Rewrite the listing below, replacing "biggest" with "largest" wherever it appears and keeping every other line and character the same.

**** RAW RECORDS ****

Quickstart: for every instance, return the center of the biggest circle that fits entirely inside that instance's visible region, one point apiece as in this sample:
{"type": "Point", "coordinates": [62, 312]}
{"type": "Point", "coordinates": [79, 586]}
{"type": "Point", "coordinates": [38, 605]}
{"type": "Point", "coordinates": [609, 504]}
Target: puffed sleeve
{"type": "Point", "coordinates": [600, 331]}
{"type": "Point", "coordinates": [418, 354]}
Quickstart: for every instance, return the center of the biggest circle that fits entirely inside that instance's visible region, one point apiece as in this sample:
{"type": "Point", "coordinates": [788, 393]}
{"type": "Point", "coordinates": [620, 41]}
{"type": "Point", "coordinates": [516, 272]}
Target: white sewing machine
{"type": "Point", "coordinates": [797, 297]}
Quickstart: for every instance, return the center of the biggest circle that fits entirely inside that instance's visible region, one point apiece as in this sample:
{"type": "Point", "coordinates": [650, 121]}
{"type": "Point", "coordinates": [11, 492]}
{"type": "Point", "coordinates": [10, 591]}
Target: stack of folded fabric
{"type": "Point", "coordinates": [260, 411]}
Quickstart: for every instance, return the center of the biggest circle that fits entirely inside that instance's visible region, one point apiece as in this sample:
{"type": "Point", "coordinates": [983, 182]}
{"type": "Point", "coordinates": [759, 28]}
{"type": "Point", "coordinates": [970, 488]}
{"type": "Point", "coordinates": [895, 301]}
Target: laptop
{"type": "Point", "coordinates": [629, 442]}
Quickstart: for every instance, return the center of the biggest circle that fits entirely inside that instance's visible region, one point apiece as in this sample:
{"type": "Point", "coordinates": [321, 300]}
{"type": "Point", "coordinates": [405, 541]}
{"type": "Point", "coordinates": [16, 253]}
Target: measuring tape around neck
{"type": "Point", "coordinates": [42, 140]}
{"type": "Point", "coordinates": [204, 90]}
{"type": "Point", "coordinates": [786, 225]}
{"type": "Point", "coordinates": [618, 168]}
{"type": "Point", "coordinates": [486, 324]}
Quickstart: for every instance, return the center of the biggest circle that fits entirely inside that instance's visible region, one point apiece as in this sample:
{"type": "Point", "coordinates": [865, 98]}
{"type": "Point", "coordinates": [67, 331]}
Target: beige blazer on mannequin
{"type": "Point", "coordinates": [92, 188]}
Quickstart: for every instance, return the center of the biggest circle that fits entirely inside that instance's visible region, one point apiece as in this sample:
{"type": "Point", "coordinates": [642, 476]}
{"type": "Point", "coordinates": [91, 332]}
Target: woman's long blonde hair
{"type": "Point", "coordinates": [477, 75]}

****

> ANSWER TO THIS EXERCISE
Quickstart: for every instance, return the center of the largest circle that fits entirely inside that instance's visible region, one point apiece as in this sample:
{"type": "Point", "coordinates": [62, 312]}
{"type": "Point", "coordinates": [79, 586]}
{"type": "Point", "coordinates": [38, 605]}
{"type": "Point", "coordinates": [609, 504]}
Target: puffed sleeve
{"type": "Point", "coordinates": [600, 331]}
{"type": "Point", "coordinates": [418, 354]}
Quickstart: for every instance, return the center of the largest circle that fits entirely inside that instance's visible region, one point apiece as in this sample:
{"type": "Point", "coordinates": [788, 393]}
{"type": "Point", "coordinates": [620, 41]}
{"type": "Point", "coordinates": [516, 272]}
Target: white sewing machine
{"type": "Point", "coordinates": [797, 297]}
Quickstart: for every instance, return the center of the largest circle that fits entirely inside that instance's visible region, one point apiece as in this sample:
{"type": "Point", "coordinates": [650, 121]}
{"type": "Point", "coordinates": [11, 492]}
{"type": "Point", "coordinates": [10, 591]}
Target: stack of folded fabric
{"type": "Point", "coordinates": [260, 411]}
Quickstart: for every instance, return the center of the largest circle that fits entirely inside that instance's visible region, one point apiece as in this sample:
{"type": "Point", "coordinates": [983, 182]}
{"type": "Point", "coordinates": [759, 28]}
{"type": "Point", "coordinates": [970, 488]}
{"type": "Point", "coordinates": [895, 301]}
Target: laptop
{"type": "Point", "coordinates": [629, 442]}
Quickstart: for every instance, return the center of the largest circle that fits entirely inside that instance's visible region, one point apiece as in this sample:
{"type": "Point", "coordinates": [321, 300]}
{"type": "Point", "coordinates": [405, 541]}
{"type": "Point", "coordinates": [16, 253]}
Target: measuring tape around neck
{"type": "Point", "coordinates": [42, 140]}
{"type": "Point", "coordinates": [204, 90]}
{"type": "Point", "coordinates": [786, 225]}
{"type": "Point", "coordinates": [618, 168]}
{"type": "Point", "coordinates": [486, 324]}
Quickstart: for every instance, return the center of the largest circle that fits entirely inside that instance's visible region, one point apiece as in this sample:
{"type": "Point", "coordinates": [865, 98]}
{"type": "Point", "coordinates": [67, 331]}
Target: beige blazer on mannequin
{"type": "Point", "coordinates": [92, 188]}
Quickstart: for every instance, return the center of the largest circle that fits entirely inside that instance's visible region, one point apiece as in this sample:
{"type": "Point", "coordinates": [642, 476]}
{"type": "Point", "coordinates": [91, 332]}
Target: woman's long blonde hair
{"type": "Point", "coordinates": [477, 75]}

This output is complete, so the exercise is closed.